Exercise description – How many lines in the entries below contain the string "pole"? Matching is case-sensitive; reply with the number only.

Excerpts from a detection dataset
-.-.-
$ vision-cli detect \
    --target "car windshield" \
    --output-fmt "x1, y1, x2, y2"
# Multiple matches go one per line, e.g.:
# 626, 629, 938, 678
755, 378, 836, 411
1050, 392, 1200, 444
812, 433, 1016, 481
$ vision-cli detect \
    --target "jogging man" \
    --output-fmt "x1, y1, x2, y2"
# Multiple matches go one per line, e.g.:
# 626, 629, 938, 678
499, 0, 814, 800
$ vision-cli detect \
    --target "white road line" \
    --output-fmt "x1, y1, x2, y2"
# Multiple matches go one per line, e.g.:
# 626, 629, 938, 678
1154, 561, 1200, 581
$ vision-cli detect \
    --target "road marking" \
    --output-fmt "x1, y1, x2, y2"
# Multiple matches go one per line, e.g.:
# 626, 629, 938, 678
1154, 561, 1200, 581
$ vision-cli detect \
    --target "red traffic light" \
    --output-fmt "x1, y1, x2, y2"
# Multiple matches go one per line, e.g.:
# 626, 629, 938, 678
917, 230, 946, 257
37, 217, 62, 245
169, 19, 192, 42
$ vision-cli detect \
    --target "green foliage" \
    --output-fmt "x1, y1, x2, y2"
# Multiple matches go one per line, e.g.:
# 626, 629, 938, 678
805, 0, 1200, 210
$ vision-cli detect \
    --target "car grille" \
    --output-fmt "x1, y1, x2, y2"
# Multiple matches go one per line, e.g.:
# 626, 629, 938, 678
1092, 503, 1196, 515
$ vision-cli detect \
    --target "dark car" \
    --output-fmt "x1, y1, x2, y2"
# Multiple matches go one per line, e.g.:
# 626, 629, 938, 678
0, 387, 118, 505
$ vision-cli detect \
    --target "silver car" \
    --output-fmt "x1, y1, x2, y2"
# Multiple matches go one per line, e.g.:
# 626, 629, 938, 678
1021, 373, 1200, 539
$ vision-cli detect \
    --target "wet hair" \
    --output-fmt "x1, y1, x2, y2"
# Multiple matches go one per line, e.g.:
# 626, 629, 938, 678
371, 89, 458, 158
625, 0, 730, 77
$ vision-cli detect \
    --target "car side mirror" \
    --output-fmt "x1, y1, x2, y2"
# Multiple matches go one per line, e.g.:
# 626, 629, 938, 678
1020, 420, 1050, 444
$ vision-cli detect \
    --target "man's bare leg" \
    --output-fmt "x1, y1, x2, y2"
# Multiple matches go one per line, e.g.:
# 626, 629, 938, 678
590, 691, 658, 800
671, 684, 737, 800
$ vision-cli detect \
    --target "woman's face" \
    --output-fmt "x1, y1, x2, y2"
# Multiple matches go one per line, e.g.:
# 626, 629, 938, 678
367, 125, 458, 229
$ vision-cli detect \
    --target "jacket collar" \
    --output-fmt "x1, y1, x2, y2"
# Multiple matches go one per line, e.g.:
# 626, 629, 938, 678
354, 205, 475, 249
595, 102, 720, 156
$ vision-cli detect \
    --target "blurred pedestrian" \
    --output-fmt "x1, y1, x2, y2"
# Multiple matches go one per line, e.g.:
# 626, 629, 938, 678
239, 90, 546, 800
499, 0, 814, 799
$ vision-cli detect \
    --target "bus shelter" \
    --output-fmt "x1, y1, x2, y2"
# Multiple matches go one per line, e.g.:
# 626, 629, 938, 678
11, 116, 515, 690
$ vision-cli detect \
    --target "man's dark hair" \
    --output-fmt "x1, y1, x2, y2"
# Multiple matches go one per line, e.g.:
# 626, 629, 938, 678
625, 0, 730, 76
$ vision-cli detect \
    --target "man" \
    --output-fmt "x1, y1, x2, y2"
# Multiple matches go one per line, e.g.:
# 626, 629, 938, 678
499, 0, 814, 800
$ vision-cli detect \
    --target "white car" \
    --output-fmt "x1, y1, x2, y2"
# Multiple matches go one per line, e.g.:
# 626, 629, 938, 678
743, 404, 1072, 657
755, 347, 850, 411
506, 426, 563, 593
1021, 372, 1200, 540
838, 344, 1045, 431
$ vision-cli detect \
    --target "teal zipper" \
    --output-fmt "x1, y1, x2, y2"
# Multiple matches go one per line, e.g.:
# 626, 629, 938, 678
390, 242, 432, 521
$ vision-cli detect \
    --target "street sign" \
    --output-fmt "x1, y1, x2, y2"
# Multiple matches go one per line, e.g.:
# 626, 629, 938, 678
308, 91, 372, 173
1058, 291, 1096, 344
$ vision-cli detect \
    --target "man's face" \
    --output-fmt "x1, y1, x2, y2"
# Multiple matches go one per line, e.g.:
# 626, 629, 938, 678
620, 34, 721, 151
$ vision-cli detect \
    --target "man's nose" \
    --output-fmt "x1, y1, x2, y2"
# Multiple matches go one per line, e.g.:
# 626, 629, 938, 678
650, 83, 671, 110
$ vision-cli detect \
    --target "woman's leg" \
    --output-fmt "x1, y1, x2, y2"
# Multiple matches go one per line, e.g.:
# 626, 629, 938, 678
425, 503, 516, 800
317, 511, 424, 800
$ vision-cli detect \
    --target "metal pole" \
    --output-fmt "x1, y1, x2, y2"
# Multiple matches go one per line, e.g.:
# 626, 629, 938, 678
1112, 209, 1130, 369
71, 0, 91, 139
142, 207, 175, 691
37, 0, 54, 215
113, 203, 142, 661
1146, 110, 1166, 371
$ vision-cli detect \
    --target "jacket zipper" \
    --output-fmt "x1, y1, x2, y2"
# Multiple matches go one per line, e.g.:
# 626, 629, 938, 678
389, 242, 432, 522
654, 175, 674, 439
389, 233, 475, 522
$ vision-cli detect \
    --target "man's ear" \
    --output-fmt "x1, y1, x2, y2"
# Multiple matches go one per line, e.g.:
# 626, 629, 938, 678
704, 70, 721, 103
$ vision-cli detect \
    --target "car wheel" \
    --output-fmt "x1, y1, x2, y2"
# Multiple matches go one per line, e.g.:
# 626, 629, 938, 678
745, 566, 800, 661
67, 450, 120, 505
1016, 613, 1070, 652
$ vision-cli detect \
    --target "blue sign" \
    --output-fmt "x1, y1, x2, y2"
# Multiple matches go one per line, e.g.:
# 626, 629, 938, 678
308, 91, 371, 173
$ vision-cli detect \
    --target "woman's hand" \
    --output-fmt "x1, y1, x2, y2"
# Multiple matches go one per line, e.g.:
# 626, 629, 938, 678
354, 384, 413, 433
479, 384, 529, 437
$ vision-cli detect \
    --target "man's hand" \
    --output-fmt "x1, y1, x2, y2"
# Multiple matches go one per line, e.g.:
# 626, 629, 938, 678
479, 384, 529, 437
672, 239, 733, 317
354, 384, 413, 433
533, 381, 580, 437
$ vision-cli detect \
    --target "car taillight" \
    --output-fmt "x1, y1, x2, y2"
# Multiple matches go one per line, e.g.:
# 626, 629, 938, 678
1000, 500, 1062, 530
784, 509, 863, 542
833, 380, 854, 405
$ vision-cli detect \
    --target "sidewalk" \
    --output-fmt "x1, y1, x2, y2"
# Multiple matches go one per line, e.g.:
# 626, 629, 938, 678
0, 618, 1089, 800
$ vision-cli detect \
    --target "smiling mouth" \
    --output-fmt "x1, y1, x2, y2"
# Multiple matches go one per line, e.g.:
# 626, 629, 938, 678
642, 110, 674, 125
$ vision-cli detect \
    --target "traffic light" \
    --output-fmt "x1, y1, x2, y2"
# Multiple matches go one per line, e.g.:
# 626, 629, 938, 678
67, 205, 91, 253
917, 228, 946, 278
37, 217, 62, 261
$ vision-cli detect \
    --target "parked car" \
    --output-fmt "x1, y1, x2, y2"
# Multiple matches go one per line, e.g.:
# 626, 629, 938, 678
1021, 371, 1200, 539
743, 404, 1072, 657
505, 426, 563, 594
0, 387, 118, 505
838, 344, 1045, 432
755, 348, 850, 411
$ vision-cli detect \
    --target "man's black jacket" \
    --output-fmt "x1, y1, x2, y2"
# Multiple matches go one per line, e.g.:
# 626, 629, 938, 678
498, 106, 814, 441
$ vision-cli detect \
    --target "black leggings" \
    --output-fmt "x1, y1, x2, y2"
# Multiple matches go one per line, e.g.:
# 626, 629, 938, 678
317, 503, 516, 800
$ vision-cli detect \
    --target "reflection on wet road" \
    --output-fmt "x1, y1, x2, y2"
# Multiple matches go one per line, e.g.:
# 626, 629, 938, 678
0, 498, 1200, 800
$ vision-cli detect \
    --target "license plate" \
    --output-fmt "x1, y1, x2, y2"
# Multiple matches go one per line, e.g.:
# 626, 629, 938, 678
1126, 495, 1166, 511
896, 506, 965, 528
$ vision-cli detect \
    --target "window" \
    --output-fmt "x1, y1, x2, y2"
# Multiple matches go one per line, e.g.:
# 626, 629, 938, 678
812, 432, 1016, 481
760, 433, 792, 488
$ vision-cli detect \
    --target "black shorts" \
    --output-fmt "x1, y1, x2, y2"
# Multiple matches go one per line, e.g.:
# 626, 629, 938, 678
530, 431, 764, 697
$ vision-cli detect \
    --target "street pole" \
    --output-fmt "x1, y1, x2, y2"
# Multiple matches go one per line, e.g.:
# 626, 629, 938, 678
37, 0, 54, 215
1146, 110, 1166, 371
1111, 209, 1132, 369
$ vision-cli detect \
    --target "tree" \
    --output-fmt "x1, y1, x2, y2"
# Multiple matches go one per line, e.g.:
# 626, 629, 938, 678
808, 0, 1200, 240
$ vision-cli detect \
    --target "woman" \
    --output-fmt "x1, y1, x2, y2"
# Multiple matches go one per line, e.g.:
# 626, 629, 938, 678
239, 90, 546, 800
-.-.-
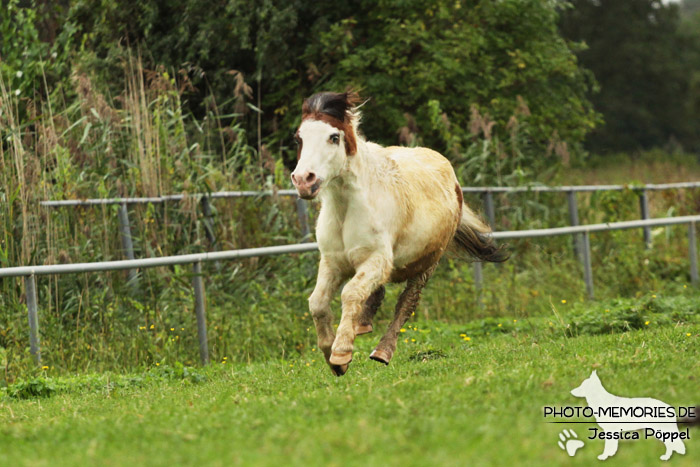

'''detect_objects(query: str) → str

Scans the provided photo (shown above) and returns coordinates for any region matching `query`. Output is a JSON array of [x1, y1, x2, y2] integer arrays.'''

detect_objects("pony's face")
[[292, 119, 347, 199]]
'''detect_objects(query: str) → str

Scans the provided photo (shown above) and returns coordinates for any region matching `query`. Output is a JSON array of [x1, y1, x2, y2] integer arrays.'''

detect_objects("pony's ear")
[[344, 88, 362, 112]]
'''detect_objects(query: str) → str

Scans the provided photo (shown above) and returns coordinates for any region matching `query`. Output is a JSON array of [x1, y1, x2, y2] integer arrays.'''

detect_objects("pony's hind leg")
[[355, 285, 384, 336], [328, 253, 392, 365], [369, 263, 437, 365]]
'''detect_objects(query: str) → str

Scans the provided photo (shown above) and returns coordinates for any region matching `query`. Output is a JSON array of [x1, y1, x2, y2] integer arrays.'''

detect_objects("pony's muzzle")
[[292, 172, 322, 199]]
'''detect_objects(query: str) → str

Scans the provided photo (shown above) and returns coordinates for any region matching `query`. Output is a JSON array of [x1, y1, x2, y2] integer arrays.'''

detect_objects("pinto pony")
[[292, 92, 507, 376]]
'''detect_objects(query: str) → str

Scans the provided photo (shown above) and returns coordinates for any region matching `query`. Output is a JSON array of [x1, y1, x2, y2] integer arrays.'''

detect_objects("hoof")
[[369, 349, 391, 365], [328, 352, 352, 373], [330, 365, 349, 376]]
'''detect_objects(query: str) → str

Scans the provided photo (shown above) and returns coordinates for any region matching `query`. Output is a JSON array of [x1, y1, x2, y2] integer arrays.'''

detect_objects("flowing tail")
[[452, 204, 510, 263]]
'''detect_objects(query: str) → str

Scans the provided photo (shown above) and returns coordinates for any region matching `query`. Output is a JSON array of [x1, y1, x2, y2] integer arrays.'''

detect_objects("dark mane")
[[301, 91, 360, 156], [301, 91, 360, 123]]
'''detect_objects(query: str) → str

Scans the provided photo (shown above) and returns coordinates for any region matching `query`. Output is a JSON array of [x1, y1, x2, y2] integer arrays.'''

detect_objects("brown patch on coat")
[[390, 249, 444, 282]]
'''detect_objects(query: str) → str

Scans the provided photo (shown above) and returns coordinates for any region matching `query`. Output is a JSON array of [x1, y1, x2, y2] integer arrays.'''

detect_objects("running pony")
-.-.-
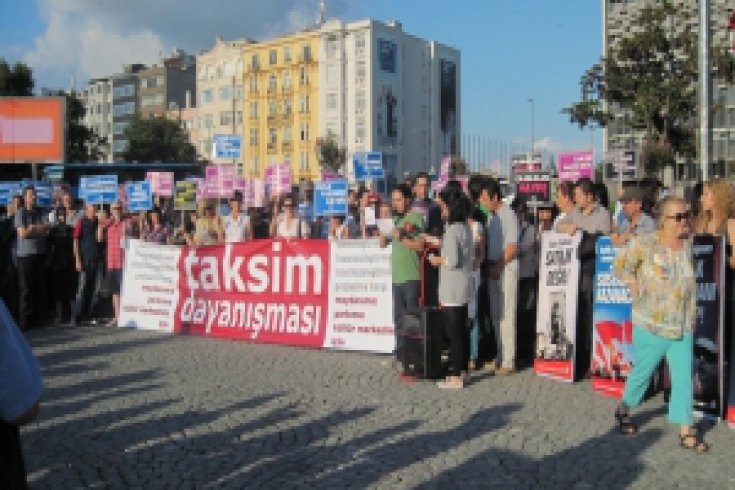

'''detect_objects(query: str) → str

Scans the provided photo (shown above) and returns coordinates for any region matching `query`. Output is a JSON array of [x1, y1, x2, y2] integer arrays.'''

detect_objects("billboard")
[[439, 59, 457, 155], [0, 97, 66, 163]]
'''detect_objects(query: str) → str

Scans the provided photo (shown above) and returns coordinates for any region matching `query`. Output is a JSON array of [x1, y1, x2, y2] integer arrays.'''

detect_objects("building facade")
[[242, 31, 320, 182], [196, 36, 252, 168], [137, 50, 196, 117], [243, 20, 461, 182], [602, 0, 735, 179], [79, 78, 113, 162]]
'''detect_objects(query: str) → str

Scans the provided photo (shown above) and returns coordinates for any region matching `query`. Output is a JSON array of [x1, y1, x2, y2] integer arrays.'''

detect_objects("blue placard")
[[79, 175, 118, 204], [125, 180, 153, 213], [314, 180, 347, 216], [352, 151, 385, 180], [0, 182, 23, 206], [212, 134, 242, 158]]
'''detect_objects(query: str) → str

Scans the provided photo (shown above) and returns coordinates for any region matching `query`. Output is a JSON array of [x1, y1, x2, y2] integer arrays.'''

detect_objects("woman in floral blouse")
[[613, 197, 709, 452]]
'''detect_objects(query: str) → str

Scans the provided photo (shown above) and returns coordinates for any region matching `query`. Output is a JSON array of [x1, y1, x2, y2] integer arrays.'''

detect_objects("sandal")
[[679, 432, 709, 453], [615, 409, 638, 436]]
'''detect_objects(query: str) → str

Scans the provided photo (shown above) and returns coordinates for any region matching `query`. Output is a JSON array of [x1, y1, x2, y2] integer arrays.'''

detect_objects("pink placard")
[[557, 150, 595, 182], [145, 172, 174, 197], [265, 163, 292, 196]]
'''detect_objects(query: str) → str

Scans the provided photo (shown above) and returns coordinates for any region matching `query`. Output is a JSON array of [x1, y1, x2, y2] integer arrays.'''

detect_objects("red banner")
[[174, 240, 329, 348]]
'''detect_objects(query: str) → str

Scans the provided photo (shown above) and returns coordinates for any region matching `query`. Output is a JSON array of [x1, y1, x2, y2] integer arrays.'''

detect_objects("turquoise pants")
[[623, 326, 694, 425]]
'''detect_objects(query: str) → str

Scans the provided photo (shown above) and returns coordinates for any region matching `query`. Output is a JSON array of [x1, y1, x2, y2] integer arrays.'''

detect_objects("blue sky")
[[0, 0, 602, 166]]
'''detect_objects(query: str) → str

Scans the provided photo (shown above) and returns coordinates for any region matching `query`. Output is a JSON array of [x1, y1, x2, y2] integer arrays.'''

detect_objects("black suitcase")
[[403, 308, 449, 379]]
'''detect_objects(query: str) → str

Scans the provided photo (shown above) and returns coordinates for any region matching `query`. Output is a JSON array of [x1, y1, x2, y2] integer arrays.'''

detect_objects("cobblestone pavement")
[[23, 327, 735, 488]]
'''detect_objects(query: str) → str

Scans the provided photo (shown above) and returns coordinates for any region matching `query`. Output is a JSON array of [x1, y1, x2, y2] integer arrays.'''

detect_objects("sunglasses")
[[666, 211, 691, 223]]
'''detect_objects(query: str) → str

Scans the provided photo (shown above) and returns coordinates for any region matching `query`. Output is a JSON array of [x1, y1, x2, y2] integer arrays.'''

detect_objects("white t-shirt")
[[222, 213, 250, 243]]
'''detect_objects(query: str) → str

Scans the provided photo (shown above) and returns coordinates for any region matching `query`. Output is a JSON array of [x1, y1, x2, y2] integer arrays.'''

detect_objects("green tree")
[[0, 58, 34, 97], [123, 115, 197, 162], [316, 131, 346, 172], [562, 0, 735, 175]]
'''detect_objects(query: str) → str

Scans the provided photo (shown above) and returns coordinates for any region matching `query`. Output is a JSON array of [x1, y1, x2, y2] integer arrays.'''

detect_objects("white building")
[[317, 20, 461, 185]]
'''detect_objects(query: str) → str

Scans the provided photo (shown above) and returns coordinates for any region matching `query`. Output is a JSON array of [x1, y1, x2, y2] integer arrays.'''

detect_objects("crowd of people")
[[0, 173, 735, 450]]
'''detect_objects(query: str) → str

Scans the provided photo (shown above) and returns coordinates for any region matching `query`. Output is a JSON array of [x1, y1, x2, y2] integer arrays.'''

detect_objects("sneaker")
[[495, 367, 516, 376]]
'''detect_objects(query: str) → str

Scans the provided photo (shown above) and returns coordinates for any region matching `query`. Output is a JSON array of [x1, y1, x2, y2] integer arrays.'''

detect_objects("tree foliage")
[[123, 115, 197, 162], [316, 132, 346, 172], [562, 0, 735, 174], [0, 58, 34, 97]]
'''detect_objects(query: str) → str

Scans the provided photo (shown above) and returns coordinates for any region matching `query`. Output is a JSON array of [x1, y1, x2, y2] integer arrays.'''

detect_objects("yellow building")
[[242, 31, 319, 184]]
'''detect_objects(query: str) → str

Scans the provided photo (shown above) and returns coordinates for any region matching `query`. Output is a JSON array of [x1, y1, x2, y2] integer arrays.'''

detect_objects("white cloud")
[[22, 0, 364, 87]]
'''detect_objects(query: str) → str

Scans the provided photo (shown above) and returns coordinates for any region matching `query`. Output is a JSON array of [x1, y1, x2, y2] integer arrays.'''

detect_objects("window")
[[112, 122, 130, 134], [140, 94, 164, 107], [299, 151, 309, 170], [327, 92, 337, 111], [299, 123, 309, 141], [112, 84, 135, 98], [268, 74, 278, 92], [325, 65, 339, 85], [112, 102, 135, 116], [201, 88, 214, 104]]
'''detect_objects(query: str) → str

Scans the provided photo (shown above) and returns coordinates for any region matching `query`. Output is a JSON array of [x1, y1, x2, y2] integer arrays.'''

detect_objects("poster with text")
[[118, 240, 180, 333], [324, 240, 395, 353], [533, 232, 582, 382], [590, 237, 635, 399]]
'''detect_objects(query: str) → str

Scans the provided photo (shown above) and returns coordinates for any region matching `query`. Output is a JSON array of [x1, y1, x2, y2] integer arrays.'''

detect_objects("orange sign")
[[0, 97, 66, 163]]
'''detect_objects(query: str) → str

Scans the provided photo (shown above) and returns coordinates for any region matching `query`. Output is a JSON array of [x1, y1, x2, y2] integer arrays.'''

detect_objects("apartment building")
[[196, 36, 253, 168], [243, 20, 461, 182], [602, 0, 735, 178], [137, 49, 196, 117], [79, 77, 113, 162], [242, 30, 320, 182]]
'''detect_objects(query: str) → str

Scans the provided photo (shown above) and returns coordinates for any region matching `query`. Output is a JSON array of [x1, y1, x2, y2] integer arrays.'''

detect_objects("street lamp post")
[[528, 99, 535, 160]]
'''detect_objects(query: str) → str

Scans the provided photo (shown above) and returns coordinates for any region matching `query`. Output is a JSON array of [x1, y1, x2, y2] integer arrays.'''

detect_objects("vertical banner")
-.-.-
Response – 2